DIRECTIONS:
Within the records below, find the line containing "pixel 245 107.". Reproduce it and each line after it exactly, and nothing else.

Referring expression pointing data:

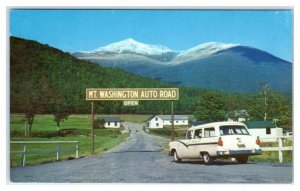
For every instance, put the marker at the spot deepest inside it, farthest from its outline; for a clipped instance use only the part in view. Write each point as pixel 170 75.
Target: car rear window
pixel 233 130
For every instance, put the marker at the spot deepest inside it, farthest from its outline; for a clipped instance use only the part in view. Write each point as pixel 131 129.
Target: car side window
pixel 209 132
pixel 189 135
pixel 198 134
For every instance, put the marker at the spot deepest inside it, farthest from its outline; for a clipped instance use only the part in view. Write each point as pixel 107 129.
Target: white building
pixel 111 121
pixel 159 121
pixel 266 130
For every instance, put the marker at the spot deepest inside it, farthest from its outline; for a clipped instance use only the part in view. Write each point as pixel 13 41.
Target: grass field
pixel 75 128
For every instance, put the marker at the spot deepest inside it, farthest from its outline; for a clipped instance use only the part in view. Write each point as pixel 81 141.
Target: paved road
pixel 141 159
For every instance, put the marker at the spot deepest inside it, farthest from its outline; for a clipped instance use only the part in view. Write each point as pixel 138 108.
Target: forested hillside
pixel 47 78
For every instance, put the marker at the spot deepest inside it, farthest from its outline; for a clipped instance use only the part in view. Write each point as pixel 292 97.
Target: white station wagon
pixel 216 140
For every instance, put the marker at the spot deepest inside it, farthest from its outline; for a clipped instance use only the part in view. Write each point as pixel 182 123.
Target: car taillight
pixel 258 142
pixel 220 142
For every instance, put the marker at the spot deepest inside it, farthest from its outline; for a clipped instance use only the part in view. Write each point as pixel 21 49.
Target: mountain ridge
pixel 213 65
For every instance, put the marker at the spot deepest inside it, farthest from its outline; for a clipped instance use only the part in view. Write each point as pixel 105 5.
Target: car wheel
pixel 242 160
pixel 176 158
pixel 207 159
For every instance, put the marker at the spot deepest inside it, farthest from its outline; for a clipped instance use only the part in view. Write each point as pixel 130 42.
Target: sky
pixel 85 30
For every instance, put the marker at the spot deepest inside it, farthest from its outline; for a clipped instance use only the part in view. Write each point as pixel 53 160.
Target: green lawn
pixel 75 128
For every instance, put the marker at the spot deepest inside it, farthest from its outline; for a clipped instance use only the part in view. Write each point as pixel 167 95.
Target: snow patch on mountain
pixel 130 45
pixel 201 51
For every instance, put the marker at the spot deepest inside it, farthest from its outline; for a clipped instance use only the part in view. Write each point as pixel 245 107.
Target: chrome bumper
pixel 239 152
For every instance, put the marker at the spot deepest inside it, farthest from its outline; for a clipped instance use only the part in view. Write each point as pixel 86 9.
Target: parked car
pixel 216 140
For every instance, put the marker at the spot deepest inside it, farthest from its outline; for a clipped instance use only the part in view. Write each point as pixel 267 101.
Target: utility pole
pixel 172 111
pixel 92 126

WRITTEN SOLUTION:
For every instance, put the marker at the spot deepest inside it, farthest from its outline; for a clipped instance use only the part in view. Write each point as pixel 245 107.
Target: chrome bumper
pixel 239 152
For every instance, put the marker at the spot deepest inside it, farthest from its outline; for a clipped instance use only the part in view. Write each point as pixel 86 9.
Target: parked car
pixel 216 140
For every instance, put the marker at the spot deepest inside it, farthest from its outline; for a clipped instance use only the part in view. Write each point as pixel 267 101.
Target: utility pole
pixel 172 111
pixel 92 126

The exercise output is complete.